(Named-object pointing data)
=====

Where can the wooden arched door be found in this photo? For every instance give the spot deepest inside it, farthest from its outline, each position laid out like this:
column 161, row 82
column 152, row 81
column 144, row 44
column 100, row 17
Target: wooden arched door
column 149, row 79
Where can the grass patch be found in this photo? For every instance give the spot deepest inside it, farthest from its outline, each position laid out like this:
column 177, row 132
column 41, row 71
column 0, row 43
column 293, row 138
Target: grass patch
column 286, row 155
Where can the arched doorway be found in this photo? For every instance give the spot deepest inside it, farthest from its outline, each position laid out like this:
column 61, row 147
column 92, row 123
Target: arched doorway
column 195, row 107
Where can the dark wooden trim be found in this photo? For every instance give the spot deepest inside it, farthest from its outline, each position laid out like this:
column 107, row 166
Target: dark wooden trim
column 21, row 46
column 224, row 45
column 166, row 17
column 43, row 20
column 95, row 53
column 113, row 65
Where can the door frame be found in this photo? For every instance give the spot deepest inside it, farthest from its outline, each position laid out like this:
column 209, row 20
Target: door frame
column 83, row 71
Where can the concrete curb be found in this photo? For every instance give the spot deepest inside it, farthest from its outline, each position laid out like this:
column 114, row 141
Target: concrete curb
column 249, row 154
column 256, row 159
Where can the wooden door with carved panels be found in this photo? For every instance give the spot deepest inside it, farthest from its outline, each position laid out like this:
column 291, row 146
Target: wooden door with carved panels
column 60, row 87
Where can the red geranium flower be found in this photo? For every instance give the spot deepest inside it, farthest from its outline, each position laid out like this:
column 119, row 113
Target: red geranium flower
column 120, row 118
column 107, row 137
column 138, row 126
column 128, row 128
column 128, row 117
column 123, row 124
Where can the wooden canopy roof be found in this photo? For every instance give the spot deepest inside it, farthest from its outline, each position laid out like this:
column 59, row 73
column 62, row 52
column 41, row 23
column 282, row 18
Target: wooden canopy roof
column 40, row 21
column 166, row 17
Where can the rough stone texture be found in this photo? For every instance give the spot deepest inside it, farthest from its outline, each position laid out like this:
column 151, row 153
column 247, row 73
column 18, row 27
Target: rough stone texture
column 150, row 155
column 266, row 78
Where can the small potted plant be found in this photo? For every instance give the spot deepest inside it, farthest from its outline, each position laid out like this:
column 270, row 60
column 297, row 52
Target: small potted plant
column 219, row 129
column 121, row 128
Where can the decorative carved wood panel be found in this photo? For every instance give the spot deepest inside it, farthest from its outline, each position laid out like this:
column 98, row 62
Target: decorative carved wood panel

=====

_Brief_
Copy the data above line for line, without any changes.

_Correct response_
Where can the wooden arched door be found in this photo? For every instance give the spot deepest inside it, farthest from its outline, each position laid out like this:
column 161, row 82
column 152, row 81
column 144, row 44
column 100, row 17
Target: wooden arched door
column 149, row 79
Where can the grass patch be found in this photo? For every instance give the spot deepest inside it, farthest from its outline, each position laid out like this:
column 177, row 132
column 41, row 71
column 0, row 43
column 293, row 138
Target: grass patch
column 286, row 155
Where can the arched doorway be found in this photo? For every instance give the spot deepest inside it, farthest from its outline, each position laid out like this:
column 61, row 147
column 92, row 123
Target: arched doorway
column 195, row 107
Where can the dark wooden trim be found in this photo? For every instance give the spot deepest inside it, farthest from its outline, each position laid out like this:
column 107, row 166
Target: dark wooden trim
column 21, row 46
column 224, row 45
column 166, row 17
column 43, row 20
column 95, row 53
column 113, row 65
Where can the door frame be found in this photo? For every instance give the spot deepest inside it, farthest from its outline, each position laid out like this:
column 209, row 20
Target: door frame
column 83, row 71
Where can the concrete curb be found in this photo? For every instance give the spot deepest inside it, farthest from its outline, each position laid out like this:
column 114, row 141
Target: concrete curb
column 249, row 154
column 256, row 159
Where can the wooden door with carved panels be found in this photo? For every instance give the spot deepest inside it, farthest from its outline, each position laid out like this:
column 291, row 146
Target: wooden door with carved panels
column 60, row 87
Where can the red geranium flower be found in this photo? For every instance give the spot deepest inside it, farthest from its outline, each position laid out like this:
column 119, row 113
Target: red geranium flower
column 120, row 118
column 107, row 137
column 138, row 126
column 128, row 128
column 128, row 117
column 123, row 124
Where can the wooden canopy roof be found in this photo? For every instance give the spot deepest inside it, farthest from its outline, each position laid out like this:
column 59, row 73
column 62, row 52
column 41, row 23
column 282, row 18
Target: wooden canopy roof
column 40, row 21
column 166, row 17
Where can the rough stone texture be found in this photo? For every instance give the spot deepest inside it, farthest from its outline, each position laid out like this:
column 151, row 153
column 247, row 73
column 18, row 27
Target: rough stone texture
column 150, row 155
column 266, row 78
Where can the small potted plant be found in this photo? For every instance give the spot deepest inside it, farthest from its outline, each position laid out like this:
column 270, row 60
column 297, row 52
Target: small potted plant
column 219, row 129
column 121, row 128
Where can the decorative carved wood panel be found in this photo? For every instance give the spot deepest inside it, farthest from its outline, each position laid out like this:
column 98, row 62
Target: decorative carved wood panel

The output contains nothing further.